- [本文抜粋]:

随談第8回 上村以和於野球噺(その2)つづき

吉井だの小宮山だの少し渋いところから話が始まったが、メジャーから帰ってきた選手たちの中で、何といっても面白いのは新庄である。あのキャラクターは、たしかにプロ野球選手の中でとび抜けている。もともと特異な存在ではあったが、「アメリカ」という体験がなかったなら、いまのあのキャラクターはなかったに違いない。キャラクターもまた成長する。体験を成長に結びつけたところに、端倪すべからざる聡明さを、私は新庄に感じている。もしかするとそれは、世の人たちの見ている「新庄」とすこし違うかもしれない。

中村錦之助に似ている、とプレイをしているときの新庄を見るといつも思う。素顔、といってもテレビで見る限りの素顔だが、素顔も似ていないこともない。中村獅童が錦之助に似ているのは血族だから不思議もないが、新庄が素顔も錦之助に似ているのは、他人の空似以上の意味がありそうだ。目鼻も似ているが、唇からやや縦長の笑窪、顎の鰓の張り具合、それに量感が重なり合う。但し、そっくりサン、という意味では必ずしもない。

それから何より、濡れている感じ。これは男としての色気に関わる。あの色気は、在来の日本の野球選手としてはたしかにちょっと異質だ。私としては悪口のつもりはまったくなしに言うのだが、ある種「異常」といってもいい。阪神時代、人気者でありながら、ちょっと変な奴、と思われていたのは、直接的にはその言動の故だが、その奥を穿てば、あのプロ野球選手としてはやや過剰に「濡れた感じ」が、そうさせていたのに相違ない。(役者はおつゆがたっぷりなければいけません、とは、かつての新派の名女形の花柳章太郎の言である。「おつゆ」といったところがミソである。)

要するに新庄は、役者にしてもいいような色気を生まれながらにして備えている男である。素顔からしてすでに錦之助に似ているというのはそういうことなのだ。そういう男を、昔は、女にもみまほしいいい男、といった。女にもみまほしいとは、女にしてみたいほどの、という意味だろう。美男なのはもちろんだが、美男なら誰でも、女にもみまほしいわけではない。

- [提供データ]:
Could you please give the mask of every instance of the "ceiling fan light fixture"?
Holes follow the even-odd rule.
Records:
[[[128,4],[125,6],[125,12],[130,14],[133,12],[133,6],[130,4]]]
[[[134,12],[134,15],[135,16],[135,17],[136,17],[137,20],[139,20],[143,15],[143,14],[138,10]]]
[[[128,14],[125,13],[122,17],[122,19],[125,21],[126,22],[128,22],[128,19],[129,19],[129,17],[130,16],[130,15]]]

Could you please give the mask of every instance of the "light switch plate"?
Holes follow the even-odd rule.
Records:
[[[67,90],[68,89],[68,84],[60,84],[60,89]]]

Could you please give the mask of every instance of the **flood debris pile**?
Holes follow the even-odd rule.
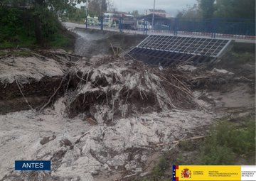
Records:
[[[166,74],[137,61],[108,56],[79,61],[70,72],[78,83],[65,96],[66,112],[71,118],[80,114],[92,124],[92,120],[109,123],[195,105],[186,79],[178,70]]]
[[[0,113],[30,109],[28,104],[38,107],[47,102],[75,60],[78,57],[61,50],[1,51]]]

- [課題]:
新庄についての随談を読み、次の問いに答えてください。
1. プレイをしているときの新庄を見ると、筆者はいつも誰に似ていると思いますか？
2. 「役者はおつゆがたっぷりなければいけません」と言ったのは誰ですか？
3. 「女にもみまほしい」とはどういう意味だろうと筆者は述べていますか？

- [解答]:
1. 中村錦之助
2. かつての新派の名女形、花柳章太郎
3. 女にしてみたいほどの、という意味